Description of the task:
Write out the whole listing again, exactly.

Data to examine:
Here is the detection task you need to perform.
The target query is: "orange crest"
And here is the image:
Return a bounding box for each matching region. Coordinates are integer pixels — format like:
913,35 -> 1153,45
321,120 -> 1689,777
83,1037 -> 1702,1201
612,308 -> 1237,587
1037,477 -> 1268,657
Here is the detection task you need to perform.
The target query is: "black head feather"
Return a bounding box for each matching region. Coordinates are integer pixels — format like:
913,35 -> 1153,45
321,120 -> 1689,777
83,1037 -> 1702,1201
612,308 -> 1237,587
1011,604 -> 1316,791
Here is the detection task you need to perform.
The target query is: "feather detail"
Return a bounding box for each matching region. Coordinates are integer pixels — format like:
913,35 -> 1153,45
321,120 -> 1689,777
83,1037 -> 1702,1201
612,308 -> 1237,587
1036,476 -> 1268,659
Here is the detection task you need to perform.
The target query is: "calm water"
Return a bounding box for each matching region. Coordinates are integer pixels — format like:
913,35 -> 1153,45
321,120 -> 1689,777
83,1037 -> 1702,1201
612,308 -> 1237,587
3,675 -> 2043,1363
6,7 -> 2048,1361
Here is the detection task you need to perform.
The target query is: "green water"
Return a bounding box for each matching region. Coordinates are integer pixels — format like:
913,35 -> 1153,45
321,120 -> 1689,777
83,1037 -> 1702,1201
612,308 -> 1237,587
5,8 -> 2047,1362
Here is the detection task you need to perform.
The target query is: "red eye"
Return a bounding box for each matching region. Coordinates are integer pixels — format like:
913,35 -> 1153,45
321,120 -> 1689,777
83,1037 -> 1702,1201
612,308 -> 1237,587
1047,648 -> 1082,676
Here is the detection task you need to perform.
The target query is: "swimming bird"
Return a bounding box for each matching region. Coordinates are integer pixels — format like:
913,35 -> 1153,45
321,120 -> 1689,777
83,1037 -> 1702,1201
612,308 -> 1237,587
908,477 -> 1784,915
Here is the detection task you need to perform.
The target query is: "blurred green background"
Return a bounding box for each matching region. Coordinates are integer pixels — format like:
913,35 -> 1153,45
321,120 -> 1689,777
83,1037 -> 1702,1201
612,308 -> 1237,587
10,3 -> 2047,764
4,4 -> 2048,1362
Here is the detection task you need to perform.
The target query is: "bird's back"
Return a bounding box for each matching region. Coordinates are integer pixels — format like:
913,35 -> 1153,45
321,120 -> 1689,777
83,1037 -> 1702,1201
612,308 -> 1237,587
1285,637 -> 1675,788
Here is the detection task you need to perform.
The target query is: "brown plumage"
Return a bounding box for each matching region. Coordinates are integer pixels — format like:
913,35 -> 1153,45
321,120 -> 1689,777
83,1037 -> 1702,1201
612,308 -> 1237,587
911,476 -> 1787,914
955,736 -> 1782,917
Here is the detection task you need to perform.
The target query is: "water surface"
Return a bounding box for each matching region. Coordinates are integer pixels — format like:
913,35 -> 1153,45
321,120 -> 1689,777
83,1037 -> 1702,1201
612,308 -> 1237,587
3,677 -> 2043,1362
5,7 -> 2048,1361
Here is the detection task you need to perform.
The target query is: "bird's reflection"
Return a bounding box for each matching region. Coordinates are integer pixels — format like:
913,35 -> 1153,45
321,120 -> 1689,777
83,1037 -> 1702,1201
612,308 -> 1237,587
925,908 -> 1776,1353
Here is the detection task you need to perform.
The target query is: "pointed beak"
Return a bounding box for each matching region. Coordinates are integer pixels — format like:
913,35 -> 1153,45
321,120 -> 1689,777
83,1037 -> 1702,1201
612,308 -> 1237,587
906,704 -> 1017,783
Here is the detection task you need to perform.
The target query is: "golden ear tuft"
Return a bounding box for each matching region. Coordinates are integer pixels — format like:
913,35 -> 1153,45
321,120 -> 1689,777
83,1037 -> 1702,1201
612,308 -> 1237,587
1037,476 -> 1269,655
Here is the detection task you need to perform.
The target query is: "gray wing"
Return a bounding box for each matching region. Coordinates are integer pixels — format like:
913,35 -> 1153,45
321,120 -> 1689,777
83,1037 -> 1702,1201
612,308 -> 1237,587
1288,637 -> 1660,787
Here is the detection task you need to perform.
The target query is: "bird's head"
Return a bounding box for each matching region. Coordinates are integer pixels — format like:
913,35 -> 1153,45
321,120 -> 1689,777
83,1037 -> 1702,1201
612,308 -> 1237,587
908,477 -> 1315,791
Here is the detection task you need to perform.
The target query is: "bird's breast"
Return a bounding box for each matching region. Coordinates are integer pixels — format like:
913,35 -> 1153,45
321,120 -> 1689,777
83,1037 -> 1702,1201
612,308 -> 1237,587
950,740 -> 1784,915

Solution:
Here is the detection task you need to perform.
The target query is: "orange crest"
And here is the image:
Return a bounding box for each matching region. Coordinates are integer pixels — format like:
913,35 -> 1153,45
321,120 -> 1689,777
83,1037 -> 1702,1201
612,308 -> 1237,587
1037,477 -> 1268,657
Here is the detection task you need to perform.
The target query is: "black head feather"
Return a bounding box for each matching region. Coordinates are integer pixels — format like:
913,35 -> 1153,45
321,120 -> 1689,777
83,1037 -> 1702,1201
612,308 -> 1237,587
1011,604 -> 1316,791
Here is the detection task you need to perform.
The target query is: "feather detail"
Return a bounding box for each matching region. Coordinates are integer pixels — format like:
913,35 -> 1153,45
321,120 -> 1689,777
83,1037 -> 1702,1201
612,308 -> 1237,587
1036,476 -> 1268,659
Here is the detection task you need to perform.
The target query is: "calm water"
Return a bounding box for each matching region. Coordinates are integer pixels — format like:
913,35 -> 1153,45
321,120 -> 1689,777
83,1037 -> 1702,1201
612,308 -> 1237,587
3,675 -> 2043,1363
6,7 -> 2048,1361
Here is the detection task you need to perform.
The target query is: "green water"
Return a bounding box for each matching region. Coordinates are integer pixels — format like:
913,35 -> 1153,45
321,120 -> 1689,777
83,1037 -> 1702,1201
612,308 -> 1237,587
5,8 -> 2047,1362
Here is the detection task you need to perform.
The target query is: "red eye"
Return a bounding box for each matching region. Coordinates are integer pixels — format like:
913,35 -> 1153,45
321,120 -> 1689,777
83,1037 -> 1702,1201
612,308 -> 1237,587
1047,648 -> 1082,676
Here is the detection task you need to perform.
The target query is: "swimming bird"
Return a bounding box for each matching region. Coordinates are integer pixels — format like:
913,35 -> 1153,45
321,120 -> 1689,777
83,1037 -> 1702,1201
612,308 -> 1237,587
908,477 -> 1784,915
Here is the detection task you need to perform.
The target query is: "blurred green background"
Return a bounding box for each matching region. Coordinates are integer pixels — format like:
913,35 -> 1153,45
321,120 -> 1689,777
83,1037 -> 1702,1201
612,308 -> 1237,587
10,3 -> 2047,764
4,4 -> 2048,1362
Here is the detection task you need to perform.
The target query is: "bird's back"
Return a bounding box for each matching region. Coordinates are integer pixels — format like:
913,35 -> 1153,45
321,120 -> 1689,777
83,1037 -> 1702,1201
612,308 -> 1237,587
1285,637 -> 1675,788
Here is the detection task you need to perform.
The target query is: "brown plumage"
Return a bounding box for each matching region. Coordinates are integer pixels — format like:
913,35 -> 1153,45
321,120 -> 1689,777
83,1037 -> 1702,1201
612,308 -> 1237,587
911,476 -> 1787,914
955,736 -> 1782,917
Here is the detection task you need to perform.
The target query is: "water surface"
Return a bounding box for each matching region. Coordinates are integer pixels — format like:
913,35 -> 1153,45
321,120 -> 1689,777
83,1037 -> 1702,1201
612,308 -> 1237,587
3,677 -> 2043,1362
5,7 -> 2048,1361
Here is the detection task you need to perform.
The target query is: "bird's reflection"
Return a bounding box for each matching region. Coordinates are integer pixels — format like:
913,35 -> 1153,45
321,120 -> 1689,777
83,1037 -> 1702,1201
612,308 -> 1237,587
925,908 -> 1776,1353
Here is the detection task you need to perform.
The target query is: "pointed beak"
Return a bounding box for each matching region. Coordinates are integer pixels — format like:
913,35 -> 1153,45
321,120 -> 1689,777
83,1037 -> 1702,1201
612,308 -> 1237,587
906,704 -> 1017,783
Here is the detection task you need to perform.
The target query is: "golden ear tuft"
Return a bounding box for each matching region. Coordinates are integer pixels — format like:
913,35 -> 1153,45
321,120 -> 1689,777
83,1037 -> 1702,1201
612,308 -> 1237,587
1037,476 -> 1269,655
Here is the detection task you need to perform.
The target query is: "gray wing"
Return a bounding box for each matching region. Coordinates are integer pixels — format like:
913,35 -> 1153,45
321,120 -> 1689,777
83,1037 -> 1702,1201
612,308 -> 1237,587
1288,637 -> 1660,787
Here is the detection task you need to perform.
The target query is: "bird's head"
Return a bounding box for each matching region. Coordinates are integer pixels — format like:
913,35 -> 1153,45
321,120 -> 1689,777
83,1037 -> 1702,1201
612,308 -> 1237,587
908,477 -> 1315,791
Here is the detection task you need to perform.
The target query is: "bird's breast"
Return a bounding box for each matching region. Coordinates are integer pixels — format like:
913,35 -> 1153,45
321,120 -> 1689,777
83,1037 -> 1702,1201
612,308 -> 1237,587
950,740 -> 1784,915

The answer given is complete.